§ What to do: In the entries that follow, find the line containing "[[259, 77]]", then output exactly every line from the first through that one.
*** Information provided Section Begins ***
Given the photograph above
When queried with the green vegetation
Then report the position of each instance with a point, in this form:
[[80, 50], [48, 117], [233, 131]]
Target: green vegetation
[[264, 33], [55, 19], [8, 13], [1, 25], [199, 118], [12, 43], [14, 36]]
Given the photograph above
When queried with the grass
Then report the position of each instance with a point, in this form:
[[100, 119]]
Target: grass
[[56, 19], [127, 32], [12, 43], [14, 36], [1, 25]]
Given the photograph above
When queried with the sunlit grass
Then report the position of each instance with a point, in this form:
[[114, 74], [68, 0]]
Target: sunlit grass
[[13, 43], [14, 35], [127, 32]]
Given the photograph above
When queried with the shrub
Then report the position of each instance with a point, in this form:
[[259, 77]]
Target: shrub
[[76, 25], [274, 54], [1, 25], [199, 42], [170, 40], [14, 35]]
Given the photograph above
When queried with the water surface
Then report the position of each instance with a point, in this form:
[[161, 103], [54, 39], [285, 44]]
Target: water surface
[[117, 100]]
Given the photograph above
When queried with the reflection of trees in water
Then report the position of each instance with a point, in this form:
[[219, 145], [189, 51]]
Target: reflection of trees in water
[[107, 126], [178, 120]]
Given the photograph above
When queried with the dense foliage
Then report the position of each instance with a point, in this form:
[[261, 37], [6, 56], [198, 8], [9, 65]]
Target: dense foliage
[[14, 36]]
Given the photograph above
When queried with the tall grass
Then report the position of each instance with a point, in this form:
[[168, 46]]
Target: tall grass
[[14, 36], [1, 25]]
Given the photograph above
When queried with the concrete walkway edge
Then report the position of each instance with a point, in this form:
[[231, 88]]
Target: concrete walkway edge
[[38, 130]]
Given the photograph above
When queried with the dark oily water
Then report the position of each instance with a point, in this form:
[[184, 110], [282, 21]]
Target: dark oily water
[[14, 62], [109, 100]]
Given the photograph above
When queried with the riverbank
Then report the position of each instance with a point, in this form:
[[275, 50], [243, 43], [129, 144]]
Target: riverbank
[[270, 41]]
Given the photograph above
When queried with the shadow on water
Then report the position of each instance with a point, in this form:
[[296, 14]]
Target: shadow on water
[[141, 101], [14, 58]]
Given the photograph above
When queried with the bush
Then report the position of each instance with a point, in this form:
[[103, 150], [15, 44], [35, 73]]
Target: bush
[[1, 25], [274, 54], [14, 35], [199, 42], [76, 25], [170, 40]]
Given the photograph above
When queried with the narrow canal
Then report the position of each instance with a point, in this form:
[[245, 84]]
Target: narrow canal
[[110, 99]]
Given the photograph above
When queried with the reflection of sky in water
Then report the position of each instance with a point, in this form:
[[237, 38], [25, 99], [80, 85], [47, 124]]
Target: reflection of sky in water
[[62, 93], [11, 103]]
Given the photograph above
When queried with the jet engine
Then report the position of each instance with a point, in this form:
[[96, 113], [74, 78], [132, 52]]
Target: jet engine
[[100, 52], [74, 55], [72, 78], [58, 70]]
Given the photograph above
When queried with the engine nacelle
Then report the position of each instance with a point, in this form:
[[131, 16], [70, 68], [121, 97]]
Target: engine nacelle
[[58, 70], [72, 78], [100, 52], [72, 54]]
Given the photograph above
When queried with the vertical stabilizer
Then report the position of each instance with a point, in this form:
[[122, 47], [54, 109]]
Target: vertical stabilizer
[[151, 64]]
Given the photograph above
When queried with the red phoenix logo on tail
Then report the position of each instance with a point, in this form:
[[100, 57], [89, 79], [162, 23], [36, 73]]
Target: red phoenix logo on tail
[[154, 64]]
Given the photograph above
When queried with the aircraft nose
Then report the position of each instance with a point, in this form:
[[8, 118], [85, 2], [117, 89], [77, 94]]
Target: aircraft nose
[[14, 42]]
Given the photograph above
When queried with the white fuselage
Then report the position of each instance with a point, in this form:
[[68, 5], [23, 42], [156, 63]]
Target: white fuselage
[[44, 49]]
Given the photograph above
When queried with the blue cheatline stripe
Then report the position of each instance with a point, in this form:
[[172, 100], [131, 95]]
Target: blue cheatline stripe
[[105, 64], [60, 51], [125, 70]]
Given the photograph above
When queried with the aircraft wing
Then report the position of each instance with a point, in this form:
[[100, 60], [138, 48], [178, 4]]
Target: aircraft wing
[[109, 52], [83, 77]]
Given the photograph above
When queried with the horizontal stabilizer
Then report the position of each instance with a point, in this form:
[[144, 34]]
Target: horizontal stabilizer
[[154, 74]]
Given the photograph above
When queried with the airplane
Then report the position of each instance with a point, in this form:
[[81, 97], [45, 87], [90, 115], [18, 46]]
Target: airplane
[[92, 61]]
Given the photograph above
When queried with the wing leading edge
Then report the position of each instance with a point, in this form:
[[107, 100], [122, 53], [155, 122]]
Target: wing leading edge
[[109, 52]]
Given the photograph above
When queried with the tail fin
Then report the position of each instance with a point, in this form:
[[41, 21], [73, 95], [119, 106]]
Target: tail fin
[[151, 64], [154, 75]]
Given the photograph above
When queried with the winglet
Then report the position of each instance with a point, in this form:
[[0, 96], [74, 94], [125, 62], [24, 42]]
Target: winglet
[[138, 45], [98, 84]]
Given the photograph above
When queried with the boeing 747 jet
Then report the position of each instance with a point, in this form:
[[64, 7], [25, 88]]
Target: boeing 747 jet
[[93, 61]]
*** Information provided Section Ends ***
§ Answer to this problem:
Given the photograph above
When queried with the green vegetation
Then report the position of each instance with a point, in this form:
[[80, 50], [48, 117], [233, 131]]
Target: green vegetation
[[264, 33], [55, 19], [8, 13], [1, 25], [199, 118], [12, 43], [14, 36]]
Given the photograph above
When queried with the grass
Then report the position of each instance with a point, in this form:
[[100, 119]]
Target: grass
[[56, 19], [127, 32], [12, 43], [14, 36], [1, 25]]
Given the photograph above
When queried with the sunlit grass
Then report the position of each instance with a point, in this form:
[[114, 74], [68, 0]]
Target: sunlit grass
[[13, 43], [14, 35], [127, 32]]
Given the photograph above
When queried with the shrub
Then report the position of each instance with a point, in this form:
[[259, 77]]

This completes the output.